課題について :: 新型コロナショックと米株式相場についての以下の文章を、一字一句変えずに全文引用してください。

抜粋 ::

★ ★ ★ ★

新型コロナショックに市場は持ちこたえるか、最後の牙城と目された米株式相場の崩落は市場内外に甚大な心理的ショックを与えました。最大のきっかけは、新型コロナウイルス感染の中国外への拡散ですが、同時に、米大統領選予備選での民主党左派サンダース候補の躍進、FRB(米連邦準備制度理事会)幹部の非ハト派的発言、米指標の予想外の悪化も指摘されました。株安を受けて、米欧日当局は緊急対応に動いています。

 これらの要因は2020年を通じて絡み合い、相場に紆余曲折をもたらすでしょう。その中で「リスクオフで円高」を宿命とする日本は割を食うリスクがあります。来る局面に、何を注視すべきか、市場はどこに向かうのかを考えます。

米大統領選挙の行方と市場

 米大統領選挙戦で、共和党候補は現職のトランプ氏に一本化されています。市場は、トランプ政権の大型減税、規制緩和、FRBへの事実上の利下げ強要などを好感しています。市場の当面の焦点ないし懸念は、民主党左派候補が勝ち抜く可能性に尽きます。左派最有力のバーニー・サンダース候補は、法人税率引き上げ、富裕層課税、巨大IT企業分割、国民皆保険などを掲げ、市場では悪材料視されています。3月3日のスーパーチューズデーを経て、中道派のジョー・バイデン候補が挽回し、サンダースに対して優勢に立ったと報じられています。このまま、共和党トランプ対民主党バイデンとなれば、神経質な地合いの株式市場もしばしヤレヤレでしょう。

★ ★ ★ ★

データ抜粋 ::
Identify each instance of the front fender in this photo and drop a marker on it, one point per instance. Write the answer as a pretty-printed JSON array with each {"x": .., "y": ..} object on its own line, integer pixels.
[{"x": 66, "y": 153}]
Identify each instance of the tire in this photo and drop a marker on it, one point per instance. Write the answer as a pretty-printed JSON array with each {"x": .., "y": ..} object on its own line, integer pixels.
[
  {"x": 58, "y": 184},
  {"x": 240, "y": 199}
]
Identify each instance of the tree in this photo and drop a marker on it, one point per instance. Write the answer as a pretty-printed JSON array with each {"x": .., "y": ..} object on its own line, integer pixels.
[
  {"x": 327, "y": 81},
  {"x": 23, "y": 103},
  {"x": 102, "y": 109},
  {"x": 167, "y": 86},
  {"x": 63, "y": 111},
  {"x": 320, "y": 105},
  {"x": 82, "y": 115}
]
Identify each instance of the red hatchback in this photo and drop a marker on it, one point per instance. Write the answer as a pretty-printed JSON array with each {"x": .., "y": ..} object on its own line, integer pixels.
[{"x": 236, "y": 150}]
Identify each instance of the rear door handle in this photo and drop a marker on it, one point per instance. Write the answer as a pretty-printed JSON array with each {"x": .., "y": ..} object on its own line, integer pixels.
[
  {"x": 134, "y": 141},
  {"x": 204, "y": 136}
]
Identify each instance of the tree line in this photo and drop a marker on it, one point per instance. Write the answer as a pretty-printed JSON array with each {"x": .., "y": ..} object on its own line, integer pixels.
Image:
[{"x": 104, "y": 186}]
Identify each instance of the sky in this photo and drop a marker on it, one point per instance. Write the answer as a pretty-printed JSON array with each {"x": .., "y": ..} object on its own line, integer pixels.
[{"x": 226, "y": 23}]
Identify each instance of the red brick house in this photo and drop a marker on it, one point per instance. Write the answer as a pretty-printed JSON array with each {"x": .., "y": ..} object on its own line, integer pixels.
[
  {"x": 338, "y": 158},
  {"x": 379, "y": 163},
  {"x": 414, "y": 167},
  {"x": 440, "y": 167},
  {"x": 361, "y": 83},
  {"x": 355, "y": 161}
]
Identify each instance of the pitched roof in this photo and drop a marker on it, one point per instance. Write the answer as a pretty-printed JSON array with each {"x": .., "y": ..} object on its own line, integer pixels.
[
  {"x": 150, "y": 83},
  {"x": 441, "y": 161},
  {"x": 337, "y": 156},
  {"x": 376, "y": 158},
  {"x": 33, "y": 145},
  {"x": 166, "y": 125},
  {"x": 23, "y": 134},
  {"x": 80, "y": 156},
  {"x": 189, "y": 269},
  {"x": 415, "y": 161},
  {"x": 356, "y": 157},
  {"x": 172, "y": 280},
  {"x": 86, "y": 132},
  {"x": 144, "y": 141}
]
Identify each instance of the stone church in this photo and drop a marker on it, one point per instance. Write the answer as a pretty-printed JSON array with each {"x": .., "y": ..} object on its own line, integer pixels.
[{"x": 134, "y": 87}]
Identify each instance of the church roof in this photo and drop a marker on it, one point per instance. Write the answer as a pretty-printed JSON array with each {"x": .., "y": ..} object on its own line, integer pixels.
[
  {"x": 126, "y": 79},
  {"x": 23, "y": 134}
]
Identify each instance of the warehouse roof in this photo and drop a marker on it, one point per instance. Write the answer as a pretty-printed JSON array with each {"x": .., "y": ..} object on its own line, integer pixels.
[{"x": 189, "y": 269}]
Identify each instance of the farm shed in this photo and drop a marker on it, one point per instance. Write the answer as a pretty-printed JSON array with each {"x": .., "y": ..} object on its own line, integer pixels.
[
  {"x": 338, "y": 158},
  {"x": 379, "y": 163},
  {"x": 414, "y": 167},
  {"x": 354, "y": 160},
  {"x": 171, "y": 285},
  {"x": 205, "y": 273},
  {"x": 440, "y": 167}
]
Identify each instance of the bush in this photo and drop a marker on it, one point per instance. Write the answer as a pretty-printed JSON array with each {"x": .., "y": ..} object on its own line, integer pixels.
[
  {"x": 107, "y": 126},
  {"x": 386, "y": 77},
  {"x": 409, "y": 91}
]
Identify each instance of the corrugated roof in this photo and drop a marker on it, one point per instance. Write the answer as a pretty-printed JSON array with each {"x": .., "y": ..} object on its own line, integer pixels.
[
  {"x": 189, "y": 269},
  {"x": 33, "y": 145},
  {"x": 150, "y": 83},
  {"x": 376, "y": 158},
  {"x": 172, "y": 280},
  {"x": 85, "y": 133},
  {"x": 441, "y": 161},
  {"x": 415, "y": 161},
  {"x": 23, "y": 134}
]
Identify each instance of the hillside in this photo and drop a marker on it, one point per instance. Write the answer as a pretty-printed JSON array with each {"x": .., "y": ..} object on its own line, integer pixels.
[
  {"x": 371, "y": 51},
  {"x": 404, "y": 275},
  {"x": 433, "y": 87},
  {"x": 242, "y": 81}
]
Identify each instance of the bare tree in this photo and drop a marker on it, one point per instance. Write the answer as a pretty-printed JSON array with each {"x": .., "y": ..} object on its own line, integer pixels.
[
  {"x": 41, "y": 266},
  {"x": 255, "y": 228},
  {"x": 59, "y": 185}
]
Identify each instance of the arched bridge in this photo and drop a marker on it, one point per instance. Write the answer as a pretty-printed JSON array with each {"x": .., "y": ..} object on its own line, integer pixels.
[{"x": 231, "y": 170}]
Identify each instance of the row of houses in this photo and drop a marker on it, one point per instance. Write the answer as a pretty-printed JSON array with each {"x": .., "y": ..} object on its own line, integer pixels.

★ ★ ★ ★

解答は以下 ::
新型コロナショックに市場は持ちこたえるか、最後の牙城と目された米株式相場の崩落は市場内外に甚大な心理的ショックを与えました。最大のきっかけは、新型コロナウイルス感染の中国外への拡散ですが、同時に、米大統領選予備選での民主党左派サンダース候補の躍進、FRB(米連邦準備制度理事会)幹部の非ハト派的発言、米指標の予想外の悪化も指摘されました。株安を受けて、米欧日当局は緊急対応に動いています。

 これらの要因は2020年を通じて絡み合い、相場に紆余曲折をもたらすでしょう。その中で「リスクオフで円高」を宿命とする日本は割を食うリスクがあります。来る局面に、何を注視すべきか、市場はどこに向かうのかを考えます。

米大統領選挙の行方と市場

 米大統領選挙戦で、共和党候補は現職のトランプ氏に一本化されています。市場は、トランプ政権の大型減税、規制緩和、FRBへの事実上の利下げ強要などを好感しています。市場の当面の焦点ないし懸念は、民主党左派候補が勝ち抜く可能性に尽きます。左派最有力のバーニー・サンダース候補は、法人税率引き上げ、富裕層課税、巨大IT企業分割、国民皆保険などを掲げ、市場では悪材料視されています。3月3日のスーパーチューズデーを経て、中道派のジョー・バイデン候補が挽回し、サンダースに対して優勢に立ったと報じられています。このまま、共和党トランプ対民主党バイデンとなれば、神経質な地合いの株式市場もしばしヤレヤレでしょう。